### Stated task
Can you render every line of the material below as a JSON list of strings, one string per line with blank lines dropped and the picture left out?

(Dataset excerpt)
______

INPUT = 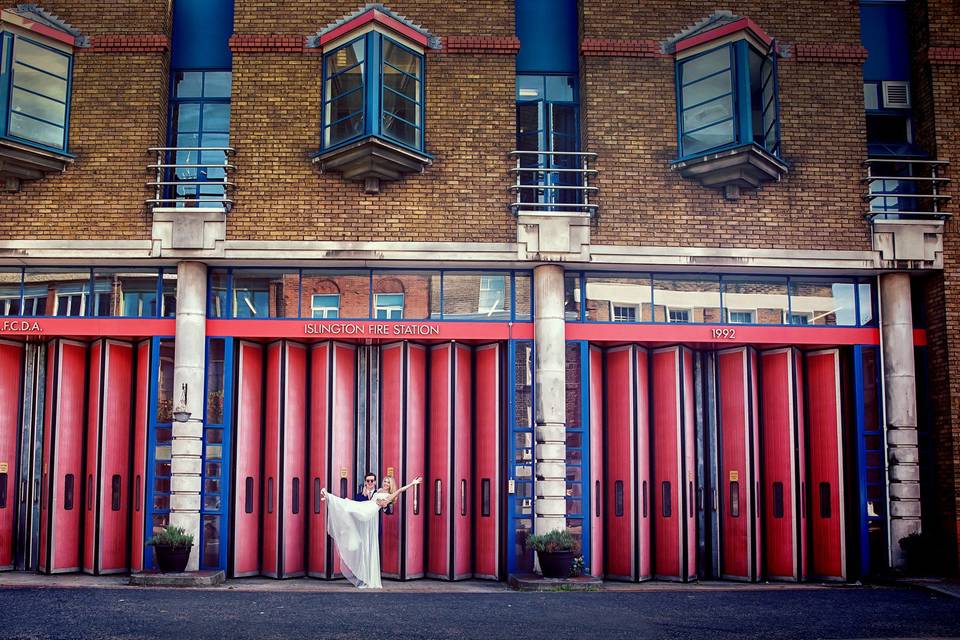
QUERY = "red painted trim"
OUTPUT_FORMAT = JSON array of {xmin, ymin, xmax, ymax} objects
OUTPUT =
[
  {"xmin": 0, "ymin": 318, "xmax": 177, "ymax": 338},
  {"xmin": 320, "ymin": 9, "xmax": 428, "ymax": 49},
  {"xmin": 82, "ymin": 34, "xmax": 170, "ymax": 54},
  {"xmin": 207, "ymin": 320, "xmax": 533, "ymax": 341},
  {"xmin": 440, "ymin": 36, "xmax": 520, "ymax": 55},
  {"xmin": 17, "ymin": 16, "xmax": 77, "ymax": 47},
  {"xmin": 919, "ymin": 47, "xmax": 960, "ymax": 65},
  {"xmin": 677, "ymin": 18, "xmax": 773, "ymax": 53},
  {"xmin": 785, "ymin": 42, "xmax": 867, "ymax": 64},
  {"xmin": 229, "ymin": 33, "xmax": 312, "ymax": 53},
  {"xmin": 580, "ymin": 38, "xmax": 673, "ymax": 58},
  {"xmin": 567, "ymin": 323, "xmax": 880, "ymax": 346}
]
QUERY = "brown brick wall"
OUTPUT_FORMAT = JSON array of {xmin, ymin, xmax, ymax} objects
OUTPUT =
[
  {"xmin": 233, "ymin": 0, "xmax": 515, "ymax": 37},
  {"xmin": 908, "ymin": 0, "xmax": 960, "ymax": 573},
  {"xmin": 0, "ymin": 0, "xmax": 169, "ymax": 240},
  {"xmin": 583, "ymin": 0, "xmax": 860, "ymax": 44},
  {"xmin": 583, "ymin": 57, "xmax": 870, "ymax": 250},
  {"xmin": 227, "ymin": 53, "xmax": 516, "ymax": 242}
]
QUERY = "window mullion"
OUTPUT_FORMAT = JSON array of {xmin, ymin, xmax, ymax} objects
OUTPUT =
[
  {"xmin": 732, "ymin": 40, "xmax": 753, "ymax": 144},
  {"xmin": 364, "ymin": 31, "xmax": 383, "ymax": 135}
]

______

### Reply to the exercise
[
  "INPUT = ",
  "QUERY = \"red painted trim\"",
  "OUTPUT_FORMAT = JSON array of {xmin, ymin, xmax, ymax} objects",
  "OUTPUT =",
  "[",
  "  {\"xmin\": 0, \"ymin\": 318, \"xmax\": 177, \"ymax\": 338},",
  "  {\"xmin\": 320, \"ymin\": 9, \"xmax\": 428, \"ymax\": 49},",
  "  {\"xmin\": 82, \"ymin\": 34, \"xmax\": 170, \"ymax\": 54},",
  "  {\"xmin\": 207, \"ymin\": 320, \"xmax\": 533, \"ymax\": 341},",
  "  {\"xmin\": 440, \"ymin\": 36, \"xmax\": 520, \"ymax\": 55},",
  "  {\"xmin\": 17, \"ymin\": 16, \"xmax\": 77, \"ymax\": 47},",
  "  {\"xmin\": 919, \"ymin\": 47, \"xmax\": 960, \"ymax\": 65},",
  "  {\"xmin\": 677, \"ymin\": 18, \"xmax\": 773, \"ymax\": 53},",
  "  {\"xmin\": 785, \"ymin\": 42, \"xmax\": 867, \"ymax\": 64},",
  "  {\"xmin\": 229, \"ymin\": 33, \"xmax\": 312, \"ymax\": 53},",
  "  {\"xmin\": 580, \"ymin\": 38, \"xmax\": 673, \"ymax\": 58},",
  "  {\"xmin\": 567, \"ymin\": 323, \"xmax\": 880, \"ymax\": 346}",
  "]",
  "QUERY = \"brown brick wall\"",
  "OUTPUT_FORMAT = JSON array of {xmin, ymin, xmax, ymax} objects",
  "OUTPUT =",
  "[",
  "  {\"xmin\": 233, \"ymin\": 0, \"xmax\": 515, \"ymax\": 37},",
  "  {\"xmin\": 908, \"ymin\": 0, \"xmax\": 960, \"ymax\": 573},",
  "  {\"xmin\": 0, \"ymin\": 0, \"xmax\": 169, \"ymax\": 240},",
  "  {\"xmin\": 583, \"ymin\": 0, \"xmax\": 860, \"ymax\": 44},",
  "  {\"xmin\": 583, \"ymin\": 57, \"xmax\": 870, \"ymax\": 250},",
  "  {\"xmin\": 227, \"ymin\": 53, \"xmax\": 516, \"ymax\": 242}",
  "]",
  "QUERY = \"window mullion\"",
  "OUTPUT_FORMAT = JSON array of {xmin, ymin, xmax, ymax} objects",
  "OUTPUT =",
  "[",
  "  {\"xmin\": 732, \"ymin\": 40, \"xmax\": 753, \"ymax\": 144},",
  "  {\"xmin\": 364, \"ymin\": 31, \"xmax\": 383, \"ymax\": 135}",
  "]"
]